Sunday, July 20, 2025
HomeSejarahI Gusti Ngurah Rai
spot_imgspot_imgspot_imgspot_img

Related Posts

Featured Artist

I Gusti Ngurah Rai

globalcybernews.com Salah satu yang dilakukan bersama pasukannya untuk mengatasi keterbatasan persenjataan, Ngurah Rai memutuskan untuk merebut sejumlah senjata dan amunisi dari musuh. Barak polisi kolonial di Kabupaten Tabanan dianggap sebagai target yang tepat. Ia mendapatkan informasi dari kepala polisi bernama Wagimin, yang merupakan pendukung rahasia dan informan dari gerilyawan bahwa di barak tersebut terdapat banyak senjata dan amunisi. Bersama 95 pejuang “Ciung Wanara” dan 300 simpatisan dari kalangan petani desa, Ngurah Rai beraksi. Tepatnya aksi itu dilakukan pada 18 November 1946, dan mendapatkan perlawanan minimal dari polisi, sehingga bisa menyita senjata dan amunisi berupa 36 karabin, 2 senapan mesin bren, 2 senapan mesin ringan, dan 8 ribu butir amunisi. Wagimin, yang memainkan peran penting dalam keberhasilan operasi, akhirnya bergabung dengan resimen “Ciung Wanara”.

Setelah melengkapi persenjataan mereka dan membubarkan milisi petani pembantu, para gerilyawan mundur ke kamp yang telah disiapkan sebelumnya di dekat Desa Marga, yang terletak di daerah pegunungan sekitar 40 kilometer sebelah utara Denpasar. Keesokan harinya, kamp “Ciung Wanara” ditemukan oleh Belanda dan sehari kemudian, pada 20 November, diserang dengan melibatkan pesawat yang diterbangkan dari Makasar, serta unit infanteri tambahan yang segera dikerahkan dari Pulau Lombok.

Setelah bentrokan pertama yang terjadi sekitar pukul 10.00, para pejuang yang berusaha menghindari pengepungan berusaha mundur dari medan pertempuran dalam kelompok-kelompok kecil melalui ladang jagung yang mengelilingi Desa Marga. Namun, upaya ini gagal, pasukan menderita kerugian besar dan terpojok di dekat ngarai gunung. Tawaran Belanda untuk menyerah ditolak dan dalam pertempuran berikutnya, yang berlangsung sekitar pukul 14.00 hingga 17.00, semua pejuang Ciung Wanara, termasuk Ngurah Rai, tewas.

Kenapa pasukan Ciung Wanara Tewas semua? I Gusti Gurah Rai meminta rekan-rekannya untuk melakukan perlawanan puputan—perlawanan habis-habisan yang berakhir dengan kematian di tangan musuh. Peristiwa itu dikenal sebagai Puputan Margarana, yang merupakan bentrokan terbesar selama perang kemerdekaan di Bali. Pengorbanan mereka tak sia-sia. Kematian Rai dan rekan-rekan terdekatnya berkontribusi pada peningkatan sentimen anti-Belanda di kalangan orang Bali. Selain itu, dampak lain dari kematian Ngurah Rai adalah perubahan nyata dalam komposisi sosial di puncak perlawanan anti-Belanda. Pada awalnya, sebagian besar pasukan terdiri dari perwakilan masyarakat Bali kasta atas. Setelah kematian Ngurah Rai dan rekan-rekan terdekatnya, sebagian besar peran penting dalam gerakan anti-kolonial dipegang orang-orang yang berasal dari golongan rakyat biasa, selain juga dari golongan bangsawan.

■ TUGAS 1:
Tulis kembali entri mulai dari baris yang memuat "target: floor" hingga baris yang memuat "153], [52, 151]]]", dengan menukar "floor" menjadi "carpet" dan membiarkan bagian lain tetap sama.

■ BAHAN TUGAS:
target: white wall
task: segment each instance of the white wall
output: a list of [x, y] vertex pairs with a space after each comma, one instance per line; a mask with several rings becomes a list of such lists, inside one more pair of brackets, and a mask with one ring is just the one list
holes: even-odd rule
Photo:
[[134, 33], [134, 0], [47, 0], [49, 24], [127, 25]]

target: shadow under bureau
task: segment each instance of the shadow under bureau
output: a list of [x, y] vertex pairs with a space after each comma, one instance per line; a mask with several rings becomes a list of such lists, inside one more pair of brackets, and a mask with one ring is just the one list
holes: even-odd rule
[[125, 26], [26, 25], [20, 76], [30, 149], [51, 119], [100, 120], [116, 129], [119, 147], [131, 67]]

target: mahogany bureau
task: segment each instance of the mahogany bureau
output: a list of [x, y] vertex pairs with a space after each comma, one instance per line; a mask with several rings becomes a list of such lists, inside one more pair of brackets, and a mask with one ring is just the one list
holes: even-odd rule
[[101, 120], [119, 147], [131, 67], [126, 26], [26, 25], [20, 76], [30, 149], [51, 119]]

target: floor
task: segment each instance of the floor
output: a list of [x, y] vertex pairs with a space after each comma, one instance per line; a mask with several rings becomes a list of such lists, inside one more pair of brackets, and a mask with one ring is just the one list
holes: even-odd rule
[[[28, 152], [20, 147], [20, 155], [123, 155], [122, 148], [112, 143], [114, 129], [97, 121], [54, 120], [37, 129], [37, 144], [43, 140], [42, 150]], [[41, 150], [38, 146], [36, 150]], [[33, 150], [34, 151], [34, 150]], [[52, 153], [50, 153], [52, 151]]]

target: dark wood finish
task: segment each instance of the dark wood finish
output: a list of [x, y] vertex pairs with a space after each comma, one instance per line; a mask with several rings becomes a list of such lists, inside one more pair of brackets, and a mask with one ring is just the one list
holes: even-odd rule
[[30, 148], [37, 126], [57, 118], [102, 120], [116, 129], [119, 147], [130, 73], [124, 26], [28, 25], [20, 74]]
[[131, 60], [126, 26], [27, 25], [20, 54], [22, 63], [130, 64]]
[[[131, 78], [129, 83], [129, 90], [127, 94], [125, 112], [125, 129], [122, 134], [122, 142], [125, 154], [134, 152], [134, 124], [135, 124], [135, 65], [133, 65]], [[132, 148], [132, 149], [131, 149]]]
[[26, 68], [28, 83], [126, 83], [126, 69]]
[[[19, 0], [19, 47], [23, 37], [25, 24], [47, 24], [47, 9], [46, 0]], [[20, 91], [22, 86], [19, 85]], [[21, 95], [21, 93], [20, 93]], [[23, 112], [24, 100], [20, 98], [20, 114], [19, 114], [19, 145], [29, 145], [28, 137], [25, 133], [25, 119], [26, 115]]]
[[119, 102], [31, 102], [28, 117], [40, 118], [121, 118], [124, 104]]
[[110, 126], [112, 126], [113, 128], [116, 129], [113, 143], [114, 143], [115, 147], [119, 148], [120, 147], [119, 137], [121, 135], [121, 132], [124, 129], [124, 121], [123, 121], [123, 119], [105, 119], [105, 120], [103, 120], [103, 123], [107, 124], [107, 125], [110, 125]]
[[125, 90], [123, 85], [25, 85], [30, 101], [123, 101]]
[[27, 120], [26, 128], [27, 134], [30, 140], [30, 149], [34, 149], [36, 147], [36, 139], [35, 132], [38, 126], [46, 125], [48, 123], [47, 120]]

■ TUGAS 2:
Menurut teks tentang I Gusti Ngurah Rai, pada tanggal berapa aksi perebutan senjata di barak polisi kolonial di Kabupaten Tabanan dilakukan?

■ JAWABAN TERTULIS 1:
target: carpet
task: segment each instance of the carpet
output: a list of [x, y] vertex pairs with a space after each comma, one instance per line; a mask with several rings becomes a list of such lists, inside one more pair of brackets, and a mask with one ring is just the one list
holes: even-odd rule
[[[28, 152], [20, 147], [20, 155], [123, 155], [122, 148], [112, 143], [114, 129], [97, 121], [54, 120], [37, 129], [37, 144], [43, 140], [42, 150]], [[41, 150], [38, 146], [36, 150]], [[33, 150], [34, 151], [34, 150]], [[52, 153], [50, 153], [52, 151]]]

■ JAWABAN TERTULIS 2:
18 November 1946.